Crep dude... If I could like this twice I would - this is something of the beat feedback I've ever received (and to think I got it from the yt comment section) I'll have to go over it a couple more times, but as you say timing and camerawork are my weakest points.. I hope to make my next animation twice as professional at least, and I also hope to get Legio symphonic to do the sound design ;) Again thanks a bunch dude!
Oh, and I'll improve the continuity of my story as well (as you noticed I kept jumping between model iterations, some with a bolter, sword sheath laurel wreath etc.. I'm still amazed you were able to notice his bolter vanishing lol
Also, to answer most of your questions (such as disengaging cloak, or why he had it in the first place) its because I didn't plan out the story in enough detail, so I had to cheat a bit to accelerate the plot.. The part at the end of the duel was meant to be the captain knocking the Lord back, then jamming the door by stabbing a control panel (though again, I simply didn't have a proper idea to end the fight with) To avoid stuff like that I'll storyboard my next animation (a trailer) then make an animatic before actually working in blender..
@@Wolphen I'm glad you found it useful, will looking forward to your next stuff. To quote our Emperor, "we will watch your career with great interest".
@@Wolphen also a bit of criticism here. His proportions are kinda off. His breastplate goes too far down his midsection for a single piece. And the shoulders are somewhat narrow for an astartes. I feel like widening the shoulders would allow for more fluid movement in the arms, which also seemed a bit rigid. The walk cycle seems too abrupt. The movements don't flow very smoothly into each other. And very robotic. Doesn't lean forward, widen his stance, or widen his arms. That's it Just give the astartes body more of a V shape, and the rest will follow
Awesome! GJ. You have a lot of potential as a creator. I also want to give you credit for asking for feedback- most important way to improve. I hope you keep at it. Loved the use of sound effects. It gave the whole thing more weight. I also like the visual story-telling. No need for exposition. Also The establishing shots of the tomb is really nice. What I would look at is building tension- as an example when the Astartes is retrieving the blade- it seems like he thinks he is alone since he removes his camouflage. Slow down the scene and let him realize his mistake. Same goes for those awesome closing walls later on. The tension is kinda ruined by him just smashing through the wall. Main point being- look at building tension.

**WORK TO COMPLETE**. Using the comment thread, list every movement the walk cycle is said not to make.

**EXCERPTED RECORDS**.

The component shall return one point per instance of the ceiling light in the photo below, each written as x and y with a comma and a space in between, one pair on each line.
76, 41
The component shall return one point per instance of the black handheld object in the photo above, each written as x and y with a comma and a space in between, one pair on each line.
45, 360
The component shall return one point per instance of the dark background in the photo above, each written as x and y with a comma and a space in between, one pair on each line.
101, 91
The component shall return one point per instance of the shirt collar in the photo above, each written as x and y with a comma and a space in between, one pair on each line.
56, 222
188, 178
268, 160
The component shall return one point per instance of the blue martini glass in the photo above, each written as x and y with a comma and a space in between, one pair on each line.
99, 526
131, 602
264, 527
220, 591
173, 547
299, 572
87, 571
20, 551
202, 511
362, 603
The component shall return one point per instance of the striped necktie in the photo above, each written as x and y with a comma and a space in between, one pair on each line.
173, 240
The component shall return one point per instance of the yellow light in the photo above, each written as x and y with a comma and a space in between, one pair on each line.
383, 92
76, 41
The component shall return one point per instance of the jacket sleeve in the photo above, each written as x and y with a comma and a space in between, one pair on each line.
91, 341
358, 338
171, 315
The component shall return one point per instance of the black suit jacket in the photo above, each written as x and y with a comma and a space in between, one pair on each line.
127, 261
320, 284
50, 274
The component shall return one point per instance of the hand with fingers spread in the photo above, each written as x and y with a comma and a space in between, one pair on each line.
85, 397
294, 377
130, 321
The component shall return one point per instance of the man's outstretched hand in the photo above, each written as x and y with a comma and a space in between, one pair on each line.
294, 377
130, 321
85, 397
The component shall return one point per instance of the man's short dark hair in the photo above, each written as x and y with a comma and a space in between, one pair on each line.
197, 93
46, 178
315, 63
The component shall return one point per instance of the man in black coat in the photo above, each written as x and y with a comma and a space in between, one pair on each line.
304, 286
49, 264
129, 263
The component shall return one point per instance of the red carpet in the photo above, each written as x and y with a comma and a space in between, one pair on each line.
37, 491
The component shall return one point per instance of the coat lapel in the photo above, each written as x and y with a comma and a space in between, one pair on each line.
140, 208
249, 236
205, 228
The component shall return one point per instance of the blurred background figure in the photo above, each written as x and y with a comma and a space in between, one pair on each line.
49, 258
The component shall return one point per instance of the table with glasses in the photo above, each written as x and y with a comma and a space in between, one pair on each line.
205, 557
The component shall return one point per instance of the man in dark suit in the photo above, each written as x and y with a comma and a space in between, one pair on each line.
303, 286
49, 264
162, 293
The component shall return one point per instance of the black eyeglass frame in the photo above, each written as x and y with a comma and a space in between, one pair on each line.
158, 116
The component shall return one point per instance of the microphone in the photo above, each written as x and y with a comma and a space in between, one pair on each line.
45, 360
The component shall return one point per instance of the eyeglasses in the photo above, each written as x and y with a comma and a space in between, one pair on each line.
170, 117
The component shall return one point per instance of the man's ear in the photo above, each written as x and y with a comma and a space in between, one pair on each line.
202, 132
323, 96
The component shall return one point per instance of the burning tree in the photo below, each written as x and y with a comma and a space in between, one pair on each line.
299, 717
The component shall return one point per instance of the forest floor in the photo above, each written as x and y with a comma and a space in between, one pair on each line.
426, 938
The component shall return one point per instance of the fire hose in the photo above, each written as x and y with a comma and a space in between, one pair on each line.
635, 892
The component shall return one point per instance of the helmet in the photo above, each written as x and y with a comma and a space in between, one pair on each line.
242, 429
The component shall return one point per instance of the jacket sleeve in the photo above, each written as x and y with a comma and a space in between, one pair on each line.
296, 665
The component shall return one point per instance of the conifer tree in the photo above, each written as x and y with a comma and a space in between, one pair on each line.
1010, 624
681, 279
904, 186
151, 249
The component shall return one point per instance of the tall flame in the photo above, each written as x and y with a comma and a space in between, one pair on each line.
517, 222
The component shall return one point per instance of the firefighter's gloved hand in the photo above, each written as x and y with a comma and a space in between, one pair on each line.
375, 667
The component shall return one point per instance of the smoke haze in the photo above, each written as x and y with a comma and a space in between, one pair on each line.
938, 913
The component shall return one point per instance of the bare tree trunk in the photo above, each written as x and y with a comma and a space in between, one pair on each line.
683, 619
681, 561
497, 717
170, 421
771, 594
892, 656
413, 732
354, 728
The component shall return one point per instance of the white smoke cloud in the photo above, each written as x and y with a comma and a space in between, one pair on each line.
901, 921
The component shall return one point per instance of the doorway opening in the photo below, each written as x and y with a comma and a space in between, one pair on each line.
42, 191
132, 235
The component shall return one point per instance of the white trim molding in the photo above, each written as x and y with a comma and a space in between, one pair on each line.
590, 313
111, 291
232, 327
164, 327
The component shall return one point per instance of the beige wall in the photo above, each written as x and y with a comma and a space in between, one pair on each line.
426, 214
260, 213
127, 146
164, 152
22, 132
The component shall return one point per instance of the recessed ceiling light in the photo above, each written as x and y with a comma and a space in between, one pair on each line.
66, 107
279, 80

**RESPONSE TO THE TASK**.
- Lean forward
- Widen his stance
- Widen his arms